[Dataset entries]

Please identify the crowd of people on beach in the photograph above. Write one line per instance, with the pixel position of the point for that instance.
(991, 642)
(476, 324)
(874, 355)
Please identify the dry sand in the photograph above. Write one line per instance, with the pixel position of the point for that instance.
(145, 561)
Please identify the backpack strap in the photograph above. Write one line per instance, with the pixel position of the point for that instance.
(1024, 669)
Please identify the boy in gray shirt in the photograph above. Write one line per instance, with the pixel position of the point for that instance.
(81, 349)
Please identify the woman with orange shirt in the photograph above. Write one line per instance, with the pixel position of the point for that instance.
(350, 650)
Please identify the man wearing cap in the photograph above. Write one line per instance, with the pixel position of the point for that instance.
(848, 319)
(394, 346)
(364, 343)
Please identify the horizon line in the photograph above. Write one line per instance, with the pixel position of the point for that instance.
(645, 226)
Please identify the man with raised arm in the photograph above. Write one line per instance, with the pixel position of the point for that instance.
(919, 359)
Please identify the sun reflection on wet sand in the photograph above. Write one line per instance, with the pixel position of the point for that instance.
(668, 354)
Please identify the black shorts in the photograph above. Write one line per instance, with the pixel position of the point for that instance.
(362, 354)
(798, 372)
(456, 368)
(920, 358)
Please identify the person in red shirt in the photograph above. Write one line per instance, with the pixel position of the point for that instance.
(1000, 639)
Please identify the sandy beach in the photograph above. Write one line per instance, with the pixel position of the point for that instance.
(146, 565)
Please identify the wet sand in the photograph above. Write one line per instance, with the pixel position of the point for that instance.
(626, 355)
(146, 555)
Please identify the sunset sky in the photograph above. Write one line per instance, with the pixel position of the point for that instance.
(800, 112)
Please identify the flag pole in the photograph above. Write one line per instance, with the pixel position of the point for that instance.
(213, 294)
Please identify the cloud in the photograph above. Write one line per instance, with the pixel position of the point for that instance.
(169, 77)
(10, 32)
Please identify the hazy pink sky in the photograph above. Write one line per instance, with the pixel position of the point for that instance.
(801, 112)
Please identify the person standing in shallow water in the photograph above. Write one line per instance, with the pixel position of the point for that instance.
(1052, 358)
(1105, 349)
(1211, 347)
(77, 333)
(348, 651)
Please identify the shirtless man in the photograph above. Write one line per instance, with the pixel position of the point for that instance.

WORK REQUEST - The full set of records should be duplicated exactly.

ANSWER BELOW -
Please identify the crowd of people on beach in the photograph above. Write one line per instance, with the pixel position of the point for that instance.
(991, 642)
(476, 324)
(874, 355)
Please identify the dry sand in the photograph above. Write one line per instance, with the pixel position of the point for that instance.
(145, 561)
Please identify the backpack strap in the photograph above. Write one line per instance, with the pixel position of the point for that instance.
(1024, 669)
Please identify the boy in gray shirt in the photograph above. Write one line per instance, with the pixel position of the point for that instance.
(81, 349)
Please identify the woman with orange shirt in the photograph above. Write one line per instance, with the pixel position of the point for that instance.
(350, 650)
Please identify the man wearing cap in the photograph above. Write one line per instance, with the pixel position of the point for that instance.
(848, 319)
(394, 346)
(364, 343)
Please identify the horizon line in the photograph above. Write one line per instance, with the pixel position of the point for that instance.
(645, 226)
Please identify the man with raised arm in the photograph above. Write one line per instance, with the pixel position of the point for that instance.
(919, 359)
Please identify the sun reflection on wet sand in the photograph above. Write one line per instance, with the pixel position of the point for that instance.
(668, 354)
Please identify the black shorts in the photograph above. Write one line per instance, with the pixel position of the point for that instance.
(362, 354)
(798, 372)
(456, 368)
(920, 358)
Please identify the person in red shirt in the photograph above. Write one line per instance, with the pixel position of the point for that instance.
(1000, 639)
Please identify the sandy beach in the photograph above. Write one line per instance, with the pixel position of the point for that instance.
(146, 565)
Please identify the wet sand in the photograph above. Write one line per instance, with the pixel position of the point for that instance.
(626, 355)
(146, 555)
Please identify the sunset sky in the photograph above. Write one line per instance, with the pixel position of the point for that instance.
(800, 112)
Please identify the flag pole in the photograph above. Write one line per instance, with the pixel position of the point for that instance.
(213, 294)
Please identify the cloud in the photograph above. Write one line per instance, with the pixel position of the point for that instance.
(169, 77)
(10, 32)
Please identify the hazy pink sky in the photograph above. Write one line per instance, with the pixel position of the point for that instance.
(801, 112)
Please identify the person standing in shallow water in the photograph above. Write one line per instance, with the pixel position of the point for that instance.
(1052, 358)
(1105, 349)
(1211, 347)
(77, 333)
(348, 651)
Please identify the shirtless man in the photograph above. Write one line per instance, with the pixel position of the point for that instance.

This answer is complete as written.